Exercise requirements: Repeat each entry as written, dropping any picture you find.

[START Provided entries]

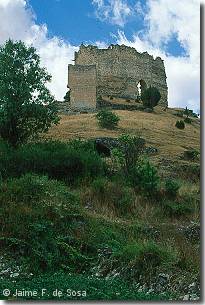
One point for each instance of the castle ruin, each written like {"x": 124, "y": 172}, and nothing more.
{"x": 118, "y": 71}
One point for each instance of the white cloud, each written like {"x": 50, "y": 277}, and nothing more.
{"x": 17, "y": 21}
{"x": 113, "y": 11}
{"x": 164, "y": 19}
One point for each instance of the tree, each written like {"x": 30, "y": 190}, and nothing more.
{"x": 26, "y": 106}
{"x": 150, "y": 97}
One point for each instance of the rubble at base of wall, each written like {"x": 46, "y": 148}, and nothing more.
{"x": 65, "y": 108}
{"x": 105, "y": 104}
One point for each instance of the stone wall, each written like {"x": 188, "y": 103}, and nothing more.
{"x": 82, "y": 83}
{"x": 119, "y": 69}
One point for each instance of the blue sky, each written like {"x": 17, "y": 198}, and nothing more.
{"x": 166, "y": 28}
{"x": 75, "y": 21}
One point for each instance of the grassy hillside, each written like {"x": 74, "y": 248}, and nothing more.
{"x": 76, "y": 220}
{"x": 157, "y": 128}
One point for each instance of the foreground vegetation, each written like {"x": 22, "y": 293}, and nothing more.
{"x": 78, "y": 223}
{"x": 72, "y": 219}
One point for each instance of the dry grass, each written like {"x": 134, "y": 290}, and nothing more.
{"x": 157, "y": 128}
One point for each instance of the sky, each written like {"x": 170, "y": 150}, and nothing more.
{"x": 166, "y": 28}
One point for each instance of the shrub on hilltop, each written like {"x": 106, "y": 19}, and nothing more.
{"x": 107, "y": 119}
{"x": 150, "y": 97}
{"x": 180, "y": 124}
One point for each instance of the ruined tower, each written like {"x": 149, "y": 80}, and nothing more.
{"x": 117, "y": 71}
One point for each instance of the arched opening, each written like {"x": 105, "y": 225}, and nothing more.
{"x": 141, "y": 86}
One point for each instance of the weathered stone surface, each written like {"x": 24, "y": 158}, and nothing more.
{"x": 115, "y": 71}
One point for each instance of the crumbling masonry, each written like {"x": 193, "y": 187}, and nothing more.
{"x": 118, "y": 71}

[END Provided entries]

Task solution:
One point for each instance of the castle ruin, each written like {"x": 124, "y": 172}, and nothing more.
{"x": 118, "y": 71}
One point for each instance of the white cloud, each written like {"x": 50, "y": 277}, and nothing more.
{"x": 17, "y": 21}
{"x": 113, "y": 11}
{"x": 164, "y": 19}
One point for each instance of the tree, each written like {"x": 30, "y": 190}, and nothing more.
{"x": 26, "y": 106}
{"x": 150, "y": 97}
One point for each instance of the rubble at base of wall, each written like {"x": 46, "y": 148}, and nothing more.
{"x": 65, "y": 108}
{"x": 105, "y": 104}
One point for each instance of the stone wall, each written like {"x": 188, "y": 103}, and nothing more.
{"x": 82, "y": 83}
{"x": 119, "y": 69}
One point for each instance of the blue sky, each written like {"x": 17, "y": 198}, and nothing more.
{"x": 166, "y": 28}
{"x": 75, "y": 21}
One point for each instance of the grassy hillside, each written like {"x": 74, "y": 248}, and nothing more.
{"x": 76, "y": 220}
{"x": 157, "y": 128}
One point for each instance of the foreground vegetation, each written like {"x": 22, "y": 293}, and nothing more.
{"x": 78, "y": 223}
{"x": 72, "y": 219}
One point for each instance of the dry grass, each written like {"x": 134, "y": 290}, and nothing more.
{"x": 157, "y": 128}
One point for each instance of the sky, each written like {"x": 170, "y": 150}, and nothing more.
{"x": 166, "y": 28}
One point for each instance of the shrub on hilltop, each written like {"x": 106, "y": 19}, and nothing more.
{"x": 107, "y": 119}
{"x": 150, "y": 97}
{"x": 180, "y": 124}
One point for each instance of the ruined tower, each written like {"x": 149, "y": 80}, and nothing more.
{"x": 117, "y": 71}
One point for each instance of the arched opening, each written like {"x": 105, "y": 225}, and nothing more.
{"x": 141, "y": 86}
One point for each instance of the weathered stone surface, each written like {"x": 24, "y": 158}, and nothing more.
{"x": 115, "y": 71}
One point for each instance of the crumbling masonry, each written like {"x": 193, "y": 187}, and nothing more.
{"x": 118, "y": 71}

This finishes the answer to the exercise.